# The task:
Copy the data from the line that contains "For each instance of the white stone" through the end of the data, both ends included, with every line kept and the requests left unchanged. Shift each answer coordinate by adding 134 to every number.

# Material provided:
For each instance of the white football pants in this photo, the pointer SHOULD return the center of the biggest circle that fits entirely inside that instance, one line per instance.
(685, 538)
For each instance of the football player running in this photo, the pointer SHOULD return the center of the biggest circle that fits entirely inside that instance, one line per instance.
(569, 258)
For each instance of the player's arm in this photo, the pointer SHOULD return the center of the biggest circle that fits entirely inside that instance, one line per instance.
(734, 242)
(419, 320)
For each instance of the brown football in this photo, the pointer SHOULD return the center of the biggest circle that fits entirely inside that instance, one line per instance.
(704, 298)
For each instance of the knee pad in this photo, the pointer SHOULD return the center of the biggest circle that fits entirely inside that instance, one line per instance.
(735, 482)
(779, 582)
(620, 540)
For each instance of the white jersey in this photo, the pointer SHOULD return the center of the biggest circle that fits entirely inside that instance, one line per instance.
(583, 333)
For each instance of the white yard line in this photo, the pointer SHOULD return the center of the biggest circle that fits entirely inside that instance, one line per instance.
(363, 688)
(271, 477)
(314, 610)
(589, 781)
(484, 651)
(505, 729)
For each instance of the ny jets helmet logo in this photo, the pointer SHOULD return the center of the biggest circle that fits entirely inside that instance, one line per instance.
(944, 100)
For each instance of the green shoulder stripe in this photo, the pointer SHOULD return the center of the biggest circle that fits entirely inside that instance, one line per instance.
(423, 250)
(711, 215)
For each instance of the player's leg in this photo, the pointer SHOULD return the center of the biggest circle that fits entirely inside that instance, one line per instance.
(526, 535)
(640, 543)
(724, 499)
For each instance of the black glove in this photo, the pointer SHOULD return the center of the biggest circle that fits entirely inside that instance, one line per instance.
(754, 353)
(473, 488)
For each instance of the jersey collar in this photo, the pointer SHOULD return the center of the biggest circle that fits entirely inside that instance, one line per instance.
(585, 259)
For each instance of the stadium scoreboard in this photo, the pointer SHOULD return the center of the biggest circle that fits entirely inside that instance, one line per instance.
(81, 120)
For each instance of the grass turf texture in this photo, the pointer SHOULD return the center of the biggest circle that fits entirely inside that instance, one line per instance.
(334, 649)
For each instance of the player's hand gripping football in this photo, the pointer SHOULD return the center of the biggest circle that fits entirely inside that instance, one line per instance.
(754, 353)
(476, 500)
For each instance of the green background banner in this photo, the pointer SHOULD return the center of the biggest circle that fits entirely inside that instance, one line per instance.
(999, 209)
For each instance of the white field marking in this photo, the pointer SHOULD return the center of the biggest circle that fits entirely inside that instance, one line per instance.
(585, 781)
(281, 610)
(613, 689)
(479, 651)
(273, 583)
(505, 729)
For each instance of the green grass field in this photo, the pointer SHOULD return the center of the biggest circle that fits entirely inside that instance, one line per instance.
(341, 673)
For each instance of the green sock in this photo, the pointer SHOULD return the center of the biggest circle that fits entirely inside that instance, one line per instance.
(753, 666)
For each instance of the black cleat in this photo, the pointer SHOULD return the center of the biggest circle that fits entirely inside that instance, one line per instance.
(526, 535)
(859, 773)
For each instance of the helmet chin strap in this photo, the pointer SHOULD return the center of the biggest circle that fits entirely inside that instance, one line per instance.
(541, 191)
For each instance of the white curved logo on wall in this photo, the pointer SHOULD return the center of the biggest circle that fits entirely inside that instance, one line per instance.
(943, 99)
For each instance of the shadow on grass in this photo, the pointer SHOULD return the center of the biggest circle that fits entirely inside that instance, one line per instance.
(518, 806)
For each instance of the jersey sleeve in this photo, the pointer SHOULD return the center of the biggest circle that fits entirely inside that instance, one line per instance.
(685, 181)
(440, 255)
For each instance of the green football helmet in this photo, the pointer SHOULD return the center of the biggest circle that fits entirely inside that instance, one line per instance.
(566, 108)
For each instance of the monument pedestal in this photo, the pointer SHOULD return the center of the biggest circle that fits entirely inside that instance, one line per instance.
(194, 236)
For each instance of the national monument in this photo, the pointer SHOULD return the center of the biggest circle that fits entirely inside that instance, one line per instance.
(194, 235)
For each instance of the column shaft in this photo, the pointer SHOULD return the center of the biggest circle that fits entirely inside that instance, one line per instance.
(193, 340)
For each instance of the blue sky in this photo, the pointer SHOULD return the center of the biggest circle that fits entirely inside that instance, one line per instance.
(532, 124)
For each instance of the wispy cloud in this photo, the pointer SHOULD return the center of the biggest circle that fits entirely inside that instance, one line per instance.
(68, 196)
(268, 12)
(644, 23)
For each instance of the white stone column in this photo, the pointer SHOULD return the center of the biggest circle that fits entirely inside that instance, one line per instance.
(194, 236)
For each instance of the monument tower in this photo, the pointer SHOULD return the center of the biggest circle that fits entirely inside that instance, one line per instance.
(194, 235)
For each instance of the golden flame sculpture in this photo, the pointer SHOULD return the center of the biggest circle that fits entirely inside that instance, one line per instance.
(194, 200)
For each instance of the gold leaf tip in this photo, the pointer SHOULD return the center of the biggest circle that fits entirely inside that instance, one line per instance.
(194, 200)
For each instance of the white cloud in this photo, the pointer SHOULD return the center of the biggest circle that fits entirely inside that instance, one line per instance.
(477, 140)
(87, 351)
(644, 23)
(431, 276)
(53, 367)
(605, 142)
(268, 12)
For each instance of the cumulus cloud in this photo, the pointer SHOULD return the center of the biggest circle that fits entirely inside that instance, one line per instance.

# Solution to this exercise:
For each instance of the white stone column in this photo, the pointer SHOULD return the center of the biggest circle that fits entirely inside that instance, one line per instance.
(328, 370)
For each instance of the monument tower in this photo, the pointer SHOULD return the center of the biggest circle that fits entirely inside that instance, one line per instance.
(328, 369)
For each instance of the golden flame sculpture in this photo, the pointer SHOULD return the center of the biggest circle that fits entirely inside that instance, one line per instance.
(328, 334)
For each instance of the gold leaf tip in this photo, the pointer SHOULD return the center of the biggest circle that fits entirely inside that instance, one line per instance.
(328, 334)
For each instance of the white cloud in this photo, the pointer SHOULD return the center of the biggest circle that fits entirely inside that instance, one line per instance.
(611, 274)
(221, 485)
(778, 157)
(565, 410)
(187, 501)
(739, 276)
(402, 146)
For each instance of the cumulus cloud in this photo, the pointer SHOULD return the center of the biggest circle that fits entirely inside that instance, one line per instance.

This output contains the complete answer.